Help/Guidance on writing to Binary Files to be read by other languages - Varying DataTypes

LuminaryKnight · ‎02-06-2025

I currently write a 2D array of Float to a binary file. I append to the beginning of the binary file some information regarding headers for each column. The header also includes the data type of each column and of course since this is a 2D array, they're all Float. Other users I work with are able to read this binary file using Python/Matlab.

However, we've run into limitations. Again, Float is selected because it's a 2D array and some of the values are indeed floats. But this causes the following problems:

File size: The file is already large. But some of the values saved to this file were originally just Bytes. So they got an increase of 3 bytes for every row for every instance a byte set to a float. So the file is made larger as a result.
We ran into an issue (I wasn't thinking about this originally) where U32 counters converted to Floats hits a max on the Float and eventually just repeats. So I fixed this by typecasting U32 to Float. The issue here is making sure I tell all users which numbers they need to make sure they typecast back to U32 or I32.

So basically the question is this: An array of cluster (containing all the appropriate data types from U32, Float, Byte) saved to binary file, are Python/Matlab gonna be able to read this back into whatever equivalent thing they do? NumPy? Or is that too easy? That an array of cluster is not necessarily a 2D array of varying data types. So the binary file would probably only be readable by LabVIEW due to something in the binary file identifying it as an array of cluster?

Thoughts? White Papers? Thank you.

Jay14159265 · ‎02-06-2025

@LuminaryKnight wrote:

I currently write a 2D array of Float to a binary file. I append to the beginning of the binary file some information regarding headers for each column. The header also includes the data type of each column and of course since this is a 2D array, they're all Float. Other users I work with are able to read this binary file using Python/Matlab.

However, we've run into limitations. Again, Float is selected because it's a 2D array and some of the values are indeed floats. But this causes the following problems:

File size: The file is already large. But some of the values saved to this file were originally just Bytes. So they got an increase of 3 bytes for every row for every instance a byte set to a float. So the file is made larger as a result.

We ran into an issue (I wasn't thinking about this originally) where U32 counters converted to Floats hits a max on the Float and eventually just repeats. So I fixed this by typecasting U32 to Float. The issue here is making sure I tell all users which numbers they need to make sure they typecast back to U32 or I32.

So basically the question is this: An array of cluster (containing all the appropriate data types from U32, Float, Byte) saved to binary file, are Python/Matlab gonna be able to read this back into whatever equivalent thing they do? NumPy? Or is that too easy? That an array of cluster is not necessarily a 2D array of varying data types. So the binary file would probably only be readable by LabVIEW due to something in the binary file identifying it as an array of cluster?

Thoughts? White Papers? Thank you.

You are in the deep end now : )

Dealing with binary data files that are mixed data types is work, on both ends (packing and unpacking). Is there a reason you must use binary?

AIM OF THE TASK: Please revise the forum thread between "You are in the" and "must use binary?", inclusive, putting "new territory" in place of "the deep end".

DATASET EXTRACT:

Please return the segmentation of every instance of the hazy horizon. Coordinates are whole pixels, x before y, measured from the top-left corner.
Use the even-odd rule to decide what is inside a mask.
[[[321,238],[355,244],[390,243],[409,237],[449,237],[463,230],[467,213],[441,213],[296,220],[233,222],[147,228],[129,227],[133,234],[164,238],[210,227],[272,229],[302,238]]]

TASK OUTPUT:
You are in new territory now : )

Dealing with binary data files that are mixed data types is work, on both ends (packing and unpacking). Is there a reason you must use binary?